What to do: A word-for-word restatement of every entry is what is needed here.

┏━━

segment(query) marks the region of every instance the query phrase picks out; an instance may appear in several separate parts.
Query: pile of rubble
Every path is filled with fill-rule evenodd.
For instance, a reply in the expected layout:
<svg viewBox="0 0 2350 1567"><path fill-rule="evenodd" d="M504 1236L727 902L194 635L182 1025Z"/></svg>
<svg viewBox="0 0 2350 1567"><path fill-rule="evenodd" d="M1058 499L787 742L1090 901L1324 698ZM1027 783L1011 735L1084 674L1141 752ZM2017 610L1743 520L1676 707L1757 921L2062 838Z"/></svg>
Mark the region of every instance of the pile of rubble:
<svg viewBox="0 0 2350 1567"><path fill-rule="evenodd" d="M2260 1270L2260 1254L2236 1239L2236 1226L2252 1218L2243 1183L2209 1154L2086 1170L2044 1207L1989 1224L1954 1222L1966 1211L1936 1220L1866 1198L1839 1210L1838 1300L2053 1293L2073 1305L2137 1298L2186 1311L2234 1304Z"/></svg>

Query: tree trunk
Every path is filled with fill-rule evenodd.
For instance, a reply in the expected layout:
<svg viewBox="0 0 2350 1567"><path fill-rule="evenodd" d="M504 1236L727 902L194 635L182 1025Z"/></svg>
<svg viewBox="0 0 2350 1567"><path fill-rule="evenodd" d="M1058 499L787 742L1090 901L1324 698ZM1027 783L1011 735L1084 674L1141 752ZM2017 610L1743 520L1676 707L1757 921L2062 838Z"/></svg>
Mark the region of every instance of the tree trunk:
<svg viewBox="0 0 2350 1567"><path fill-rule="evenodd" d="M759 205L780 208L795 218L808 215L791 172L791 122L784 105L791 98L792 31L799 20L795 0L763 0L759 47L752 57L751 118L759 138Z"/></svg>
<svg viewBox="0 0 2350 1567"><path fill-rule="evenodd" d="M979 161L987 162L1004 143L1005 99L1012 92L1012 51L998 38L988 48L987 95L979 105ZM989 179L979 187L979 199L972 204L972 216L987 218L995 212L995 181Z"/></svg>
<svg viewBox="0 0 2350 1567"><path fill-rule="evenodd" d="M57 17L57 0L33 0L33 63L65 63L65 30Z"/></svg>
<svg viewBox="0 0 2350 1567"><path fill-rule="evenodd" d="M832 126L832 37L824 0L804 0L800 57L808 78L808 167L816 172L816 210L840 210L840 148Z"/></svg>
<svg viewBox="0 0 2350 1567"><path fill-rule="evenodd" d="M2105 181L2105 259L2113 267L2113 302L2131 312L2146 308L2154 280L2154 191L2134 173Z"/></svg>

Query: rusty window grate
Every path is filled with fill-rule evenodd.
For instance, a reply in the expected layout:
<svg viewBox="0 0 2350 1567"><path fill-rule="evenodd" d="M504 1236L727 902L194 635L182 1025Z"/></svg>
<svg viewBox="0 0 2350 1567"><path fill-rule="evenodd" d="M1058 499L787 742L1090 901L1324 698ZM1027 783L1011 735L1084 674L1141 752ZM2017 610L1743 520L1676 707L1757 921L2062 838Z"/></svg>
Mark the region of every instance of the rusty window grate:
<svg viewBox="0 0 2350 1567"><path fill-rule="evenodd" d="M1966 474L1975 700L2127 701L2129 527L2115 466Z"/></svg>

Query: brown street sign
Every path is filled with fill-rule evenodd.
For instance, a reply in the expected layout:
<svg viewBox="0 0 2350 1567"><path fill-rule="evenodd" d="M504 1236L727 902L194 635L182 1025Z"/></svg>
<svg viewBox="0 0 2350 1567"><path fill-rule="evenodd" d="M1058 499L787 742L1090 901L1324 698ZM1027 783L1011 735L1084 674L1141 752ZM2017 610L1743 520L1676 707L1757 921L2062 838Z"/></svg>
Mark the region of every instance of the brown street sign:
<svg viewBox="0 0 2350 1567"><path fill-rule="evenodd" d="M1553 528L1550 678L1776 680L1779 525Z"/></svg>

┗━━

Solution for this task:
segment(query) marks the region of every instance the query phrase picks out; an instance may appear in several separate parts.
Query: pile of rubble
Every path is filled with fill-rule evenodd.
For instance, a reply in the expected layout:
<svg viewBox="0 0 2350 1567"><path fill-rule="evenodd" d="M504 1236L727 902L194 635L182 1025Z"/></svg>
<svg viewBox="0 0 2350 1567"><path fill-rule="evenodd" d="M1058 499L787 742L1090 901L1324 698ZM1027 783L1011 735L1084 674L1141 752ZM2017 610L1743 520L1676 707L1757 921L2062 838Z"/></svg>
Mark the region of every instance of the pile of rubble:
<svg viewBox="0 0 2350 1567"><path fill-rule="evenodd" d="M2260 1270L2260 1254L2236 1239L2236 1226L2252 1218L2243 1183L2209 1154L2086 1170L2044 1207L1989 1224L1954 1222L1966 1211L1936 1220L1866 1198L1839 1210L1838 1300L2053 1293L2073 1305L2137 1298L2186 1311L2234 1304Z"/></svg>

Query: tree trunk
Every path is filled with fill-rule evenodd.
For instance, a reply in the expected layout:
<svg viewBox="0 0 2350 1567"><path fill-rule="evenodd" d="M504 1236L727 902L194 635L182 1025Z"/></svg>
<svg viewBox="0 0 2350 1567"><path fill-rule="evenodd" d="M1058 499L787 742L1090 901L1324 698ZM1027 783L1011 735L1084 674L1141 752ZM2017 610L1743 520L1676 707L1757 921L2062 838Z"/></svg>
Mark the region of every instance of the tree trunk:
<svg viewBox="0 0 2350 1567"><path fill-rule="evenodd" d="M759 205L780 208L795 218L808 215L791 172L791 122L784 105L791 98L792 31L799 20L795 0L763 0L759 47L752 57L751 118L759 138Z"/></svg>
<svg viewBox="0 0 2350 1567"><path fill-rule="evenodd" d="M979 161L987 162L1004 143L1005 99L1012 92L1012 51L998 38L988 48L987 95L979 105ZM989 179L979 187L979 199L972 204L972 216L987 218L995 212L995 181Z"/></svg>
<svg viewBox="0 0 2350 1567"><path fill-rule="evenodd" d="M57 17L57 0L33 0L33 63L65 63L65 30Z"/></svg>
<svg viewBox="0 0 2350 1567"><path fill-rule="evenodd" d="M832 126L832 37L824 0L804 0L800 57L808 78L808 167L816 172L816 210L840 210L840 148Z"/></svg>
<svg viewBox="0 0 2350 1567"><path fill-rule="evenodd" d="M2105 181L2105 259L2113 267L2113 302L2131 312L2146 308L2154 280L2154 191L2134 173Z"/></svg>

Query: rusty window grate
Every path is filled with fill-rule evenodd.
For instance, a reply in the expected layout:
<svg viewBox="0 0 2350 1567"><path fill-rule="evenodd" d="M504 1236L727 902L194 635L182 1025Z"/></svg>
<svg viewBox="0 0 2350 1567"><path fill-rule="evenodd" d="M1058 499L787 742L1090 901L1324 698ZM1027 783L1011 735L1084 674L1141 752ZM2017 610L1743 520L1676 707L1757 921L2062 838Z"/></svg>
Mark the region of every instance of the rusty window grate:
<svg viewBox="0 0 2350 1567"><path fill-rule="evenodd" d="M1966 474L1975 700L2127 701L2129 527L2115 466Z"/></svg>

Query: brown street sign
Every path is filled with fill-rule evenodd.
For instance, a reply in the expected layout:
<svg viewBox="0 0 2350 1567"><path fill-rule="evenodd" d="M504 1236L727 902L194 635L182 1025Z"/></svg>
<svg viewBox="0 0 2350 1567"><path fill-rule="evenodd" d="M1058 499L787 742L1090 901L1324 698ZM1027 783L1011 735L1084 674L1141 752ZM2017 610L1743 520L1676 707L1757 921L2062 838Z"/></svg>
Mark the region of every instance of the brown street sign:
<svg viewBox="0 0 2350 1567"><path fill-rule="evenodd" d="M1553 528L1550 678L1776 680L1779 525Z"/></svg>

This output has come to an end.